# START OF DATA FOR THIS TASK

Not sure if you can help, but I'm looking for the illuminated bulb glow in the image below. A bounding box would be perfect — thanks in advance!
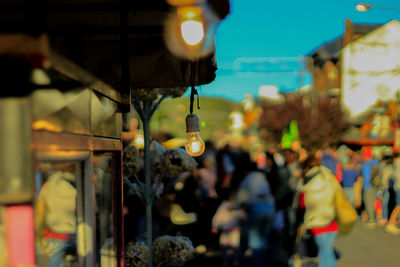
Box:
[185,132,205,157]
[134,134,144,149]
[356,4,368,12]
[181,20,204,46]
[177,6,205,47]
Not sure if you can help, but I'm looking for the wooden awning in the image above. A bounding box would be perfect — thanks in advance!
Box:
[0,0,230,108]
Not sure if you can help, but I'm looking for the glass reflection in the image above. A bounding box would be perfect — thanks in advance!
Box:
[35,163,78,267]
[93,152,117,266]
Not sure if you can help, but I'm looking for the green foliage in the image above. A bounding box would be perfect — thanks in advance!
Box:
[260,95,349,150]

# END OF DATA FOR THIS TASK

• AIM:
Can you rewrite all of the data above, requests included, but with every bounding-box coordinate multiplied by 1.85 and rounded to the nearest whole number (halves rounding up), and with the pictures left out?

• RESPONSE BELOW:
Not sure if you can help, but I'm looking for the illuminated bulb glow in the image below. A bounding box would be perfect — thanks in advance!
Box:
[342,244,379,290]
[248,248,266,276]
[659,7,681,22]
[335,37,377,85]
[327,11,379,87]
Not sure if you can help, but I'm looking for the wooden awning in the image above. A bounding box would be perfect — thanks in advance!
Box:
[0,0,426,200]
Not sure if you can help, but I'm looking for the glass reflection in the image above. A bounding box would be perfect — thanks in advance!
Box:
[65,302,144,494]
[172,281,216,492]
Not sure if you can help, but I'm looking for the green foliage in the image above. A bounding box would be perfect — thanks in advance!
Box:
[481,176,646,278]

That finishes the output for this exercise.